__Tarefa A__:
Responda, com base no trecho:
(i) Qual é o valor das vendas de armas citado como presente de despedida de Joe Biden?
(ii) Que cargo Avi Dichter ocupa em Israel?
(iii) Além de Gaza e da Cisjordânia, partes de quais países o Grande Israel incluirá?
__Tarefa B__: Reescreva de forma mais curta o parágrafo do trecho que começa com "O presente de despedida de Joe Biden", mantendo os fatos principais.

Chris
Hedges: Genocídio - o novo normal
O presente de despedida de
Joe Biden de 8 bilhões de dólares em vendas de armas para o estado de apartheid
de Israel reconhece a terrível realidade do genocídio em Gaza. Este não é o
fim. Nem sequer o começo do fim. Esta é uma guerra permanente e interminável
projetada não para destruir o Hamas ou libertar os reféns israelenses, mas para
erradicar, de uma vez por todas, os palestinos em Gaza e na Cisjordânia. É o
empurrão final para criar um Grande Israel, que incluirá não apenas Gaza e a
Cisjordânia, mas partes do Líbano e da Síria. É a culminação do sonho sionista.
E será pago com rios de sangue — palestino, libanês e sírio.
O Ministro da Agricultura e
Segurança Alimentar de Israel, Avi Dichter, provavelmente ofereceu estimativas
conservadoras ao dizer: "Eu acho que vamos permanecer em Gaza por muito
tempo. Acho que a maioria das pessoas entende que [Israel] ficará anos em uma
espécie de situação da Cisjordânia onde você entra e sai e talvez permaneça ao
longo do corredor de Netzarim.”

Algumas linhas:
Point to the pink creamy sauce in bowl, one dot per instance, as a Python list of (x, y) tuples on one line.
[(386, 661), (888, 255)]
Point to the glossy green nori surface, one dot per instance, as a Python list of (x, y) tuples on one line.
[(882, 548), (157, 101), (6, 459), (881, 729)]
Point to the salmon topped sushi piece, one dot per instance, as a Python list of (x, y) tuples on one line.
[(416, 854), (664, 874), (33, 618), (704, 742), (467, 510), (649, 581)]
---
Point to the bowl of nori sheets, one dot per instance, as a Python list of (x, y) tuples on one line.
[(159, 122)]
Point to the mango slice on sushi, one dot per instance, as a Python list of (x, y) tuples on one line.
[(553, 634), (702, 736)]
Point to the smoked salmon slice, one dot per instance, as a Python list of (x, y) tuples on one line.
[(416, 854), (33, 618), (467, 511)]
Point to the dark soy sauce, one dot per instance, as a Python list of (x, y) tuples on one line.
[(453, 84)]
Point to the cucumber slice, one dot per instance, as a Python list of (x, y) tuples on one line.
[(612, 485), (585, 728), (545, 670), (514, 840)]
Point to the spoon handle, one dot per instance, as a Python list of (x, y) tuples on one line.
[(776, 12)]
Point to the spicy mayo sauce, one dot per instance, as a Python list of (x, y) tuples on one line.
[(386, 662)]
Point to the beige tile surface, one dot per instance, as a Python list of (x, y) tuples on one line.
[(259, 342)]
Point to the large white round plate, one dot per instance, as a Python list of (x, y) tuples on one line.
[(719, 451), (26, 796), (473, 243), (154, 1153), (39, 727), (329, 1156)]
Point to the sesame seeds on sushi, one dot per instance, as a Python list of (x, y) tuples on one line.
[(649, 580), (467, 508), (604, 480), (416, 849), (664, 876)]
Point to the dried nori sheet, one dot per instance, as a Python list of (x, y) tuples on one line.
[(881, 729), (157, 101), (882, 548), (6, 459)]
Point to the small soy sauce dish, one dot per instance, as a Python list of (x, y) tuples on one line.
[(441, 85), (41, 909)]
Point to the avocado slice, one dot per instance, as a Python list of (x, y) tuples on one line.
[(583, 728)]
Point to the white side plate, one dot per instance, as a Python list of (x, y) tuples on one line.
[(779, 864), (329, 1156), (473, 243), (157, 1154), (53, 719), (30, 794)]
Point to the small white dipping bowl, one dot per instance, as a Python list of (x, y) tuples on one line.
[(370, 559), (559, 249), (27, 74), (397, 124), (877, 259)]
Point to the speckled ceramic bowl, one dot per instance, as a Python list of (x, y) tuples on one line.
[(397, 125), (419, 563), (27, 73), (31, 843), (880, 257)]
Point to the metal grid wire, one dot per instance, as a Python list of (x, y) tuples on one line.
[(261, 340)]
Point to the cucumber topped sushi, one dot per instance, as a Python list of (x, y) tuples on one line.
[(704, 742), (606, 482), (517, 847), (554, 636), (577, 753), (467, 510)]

__Resposta da tarefa A__:
(i) 8 bilhões de dólares.
(ii) Ministro da Agricultura e Segurança Alimentar de Israel.
(iii) Líbano e Síria.

__Resposta da tarefa B__: O presente de despedida de Joe Biden, 8 bilhões de dólares em vendas de armas para Israel, reconhece o genocídio em Gaza. Não é o fim, mas uma guerra permanente. Seu objetivo não é destruir o Hamas nem libertar os reféns israelenses, e sim erradicar os palestinos de Gaza e da Cisjordânia. Com isso se criaria um Grande Israel que incluiria também partes do Líbano e da Síria, culminação do sonho sionista, paga com sangue palestino, libanês e sírio.